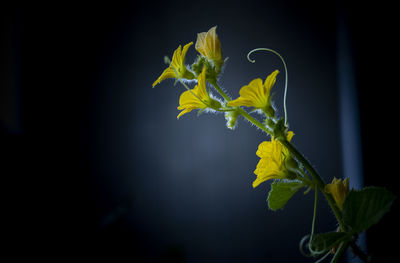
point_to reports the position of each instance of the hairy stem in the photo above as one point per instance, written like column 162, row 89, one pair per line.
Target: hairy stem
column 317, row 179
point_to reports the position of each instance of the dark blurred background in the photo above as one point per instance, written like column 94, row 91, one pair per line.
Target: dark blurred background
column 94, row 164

==============================

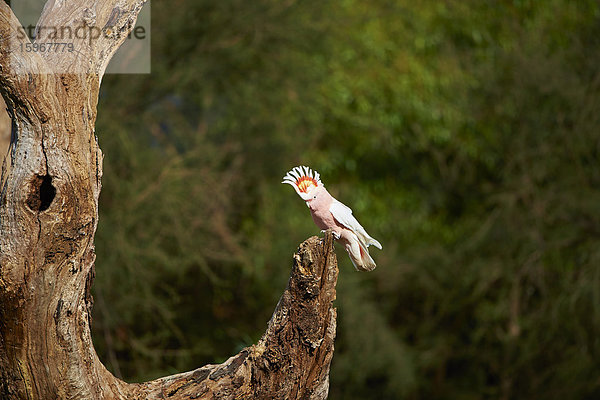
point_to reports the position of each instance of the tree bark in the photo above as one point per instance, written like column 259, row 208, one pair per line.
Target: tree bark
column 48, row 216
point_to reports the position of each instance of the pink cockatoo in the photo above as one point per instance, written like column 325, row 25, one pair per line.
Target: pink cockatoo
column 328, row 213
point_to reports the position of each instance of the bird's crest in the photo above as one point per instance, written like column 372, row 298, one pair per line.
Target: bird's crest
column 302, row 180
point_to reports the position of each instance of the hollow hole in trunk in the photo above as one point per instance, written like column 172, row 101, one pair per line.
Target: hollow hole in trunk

==============================

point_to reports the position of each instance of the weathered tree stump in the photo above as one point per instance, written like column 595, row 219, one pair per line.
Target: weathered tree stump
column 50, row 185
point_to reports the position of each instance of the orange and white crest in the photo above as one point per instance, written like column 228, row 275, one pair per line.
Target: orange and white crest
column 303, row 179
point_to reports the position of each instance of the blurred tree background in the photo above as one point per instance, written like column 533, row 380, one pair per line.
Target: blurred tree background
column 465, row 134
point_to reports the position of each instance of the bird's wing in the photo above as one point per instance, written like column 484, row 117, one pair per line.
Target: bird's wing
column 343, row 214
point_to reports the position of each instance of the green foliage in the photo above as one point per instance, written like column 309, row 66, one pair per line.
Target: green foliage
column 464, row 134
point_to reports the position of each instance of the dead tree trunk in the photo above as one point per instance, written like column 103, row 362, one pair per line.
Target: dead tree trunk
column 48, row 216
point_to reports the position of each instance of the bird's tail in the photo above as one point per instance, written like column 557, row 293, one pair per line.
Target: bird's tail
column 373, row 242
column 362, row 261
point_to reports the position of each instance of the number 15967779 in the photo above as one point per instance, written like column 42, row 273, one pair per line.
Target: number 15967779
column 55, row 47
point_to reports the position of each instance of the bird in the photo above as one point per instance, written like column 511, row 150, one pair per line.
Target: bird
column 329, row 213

==============================

Please copy the lines of the listing word for word, starting with the line containing "point_to reports the position of each instance of the hollow" and going on through the line containing "Target: hollow hole in trunk", with both of those lines included.

Correct answer:
point_to reports the position of each instance of the hollow hole in trunk in the photo above as one point per instance, written like column 172, row 101, one pair per line.
Target: hollow hole in trunk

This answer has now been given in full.